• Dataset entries
Start

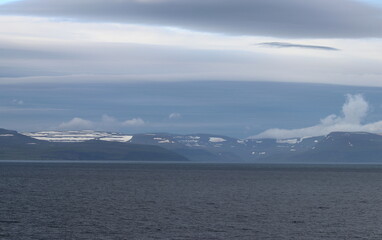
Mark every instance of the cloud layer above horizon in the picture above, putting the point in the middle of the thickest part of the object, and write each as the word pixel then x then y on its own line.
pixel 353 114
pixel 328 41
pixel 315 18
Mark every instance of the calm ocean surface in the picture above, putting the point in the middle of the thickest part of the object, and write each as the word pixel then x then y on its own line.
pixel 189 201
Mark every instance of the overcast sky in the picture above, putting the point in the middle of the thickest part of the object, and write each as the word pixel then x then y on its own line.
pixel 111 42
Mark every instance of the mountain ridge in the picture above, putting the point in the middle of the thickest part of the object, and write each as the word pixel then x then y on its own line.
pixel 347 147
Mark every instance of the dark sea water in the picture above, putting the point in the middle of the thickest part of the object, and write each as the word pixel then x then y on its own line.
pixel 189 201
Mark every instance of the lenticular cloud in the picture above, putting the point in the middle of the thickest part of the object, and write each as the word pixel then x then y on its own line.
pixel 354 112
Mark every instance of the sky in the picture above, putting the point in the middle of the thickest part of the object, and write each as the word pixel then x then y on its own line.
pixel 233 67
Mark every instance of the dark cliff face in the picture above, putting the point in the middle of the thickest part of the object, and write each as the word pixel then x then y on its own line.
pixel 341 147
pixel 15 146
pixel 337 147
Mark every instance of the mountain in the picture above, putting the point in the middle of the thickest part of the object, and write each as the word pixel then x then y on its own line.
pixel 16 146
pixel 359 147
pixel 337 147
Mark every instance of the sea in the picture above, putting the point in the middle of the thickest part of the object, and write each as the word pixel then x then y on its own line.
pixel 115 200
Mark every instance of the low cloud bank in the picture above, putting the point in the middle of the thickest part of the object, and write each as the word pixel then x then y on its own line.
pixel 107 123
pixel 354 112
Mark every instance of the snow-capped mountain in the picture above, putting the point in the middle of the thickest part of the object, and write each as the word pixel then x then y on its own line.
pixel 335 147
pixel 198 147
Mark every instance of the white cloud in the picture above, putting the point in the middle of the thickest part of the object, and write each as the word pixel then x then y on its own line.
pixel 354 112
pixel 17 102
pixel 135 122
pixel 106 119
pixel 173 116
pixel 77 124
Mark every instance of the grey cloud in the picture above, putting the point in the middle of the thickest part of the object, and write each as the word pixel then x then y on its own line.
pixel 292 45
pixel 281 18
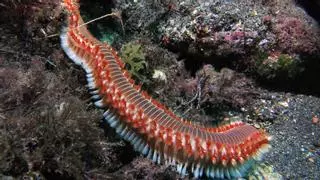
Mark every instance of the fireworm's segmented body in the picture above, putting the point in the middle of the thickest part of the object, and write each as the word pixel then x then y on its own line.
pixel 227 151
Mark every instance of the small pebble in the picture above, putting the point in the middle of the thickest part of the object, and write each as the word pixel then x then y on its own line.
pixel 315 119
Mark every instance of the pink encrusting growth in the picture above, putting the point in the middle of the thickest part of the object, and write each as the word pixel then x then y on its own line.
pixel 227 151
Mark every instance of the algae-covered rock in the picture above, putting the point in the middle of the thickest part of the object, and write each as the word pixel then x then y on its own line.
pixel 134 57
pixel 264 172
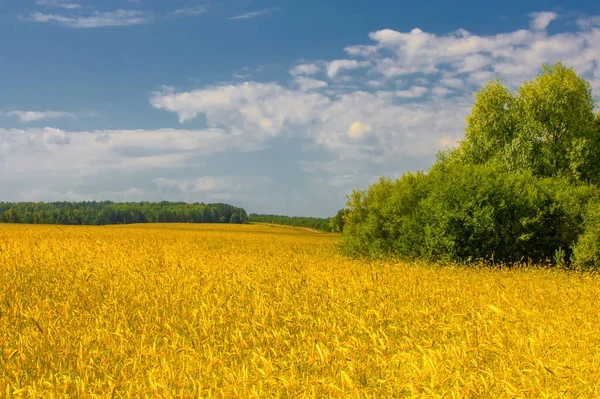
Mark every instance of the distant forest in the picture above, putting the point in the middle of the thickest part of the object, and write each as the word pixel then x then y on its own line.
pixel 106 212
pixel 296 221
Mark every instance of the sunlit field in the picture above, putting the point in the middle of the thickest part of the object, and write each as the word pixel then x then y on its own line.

End

• GOAL OF THE EXERCISE
Print the lines of the dataset entries above again without any changes, starting with the line that contains "Mark every instance of the white" and ending with the line that contains "pixel 315 119", both included, and leave out the pictures.

• SOLUTION TO THIS PROBLEM
Mark every instance of the white cloud in the picture above, putting the point in the middle of the thickest part of the object, and write each as the word pixel then x then y on its own line.
pixel 354 112
pixel 17 102
pixel 135 122
pixel 106 119
pixel 173 116
pixel 77 124
Mark every instance of the grey cloud in the picture above, putting the point in the middle of the thickest part of the object, and write each as the word pixel then x then y on its own line.
pixel 292 45
pixel 281 18
Mark every instance of the fireworm's segmented body in the picture above, putting the point in the middle of the thickest part of the object, and write each as the word pixel then x then y on its own line.
pixel 227 151
Mark every instance of the small pebble in the picture above, putting the point in the middle of the thickest part of the object, and write each as the word pixel then x then y on its own line.
pixel 315 119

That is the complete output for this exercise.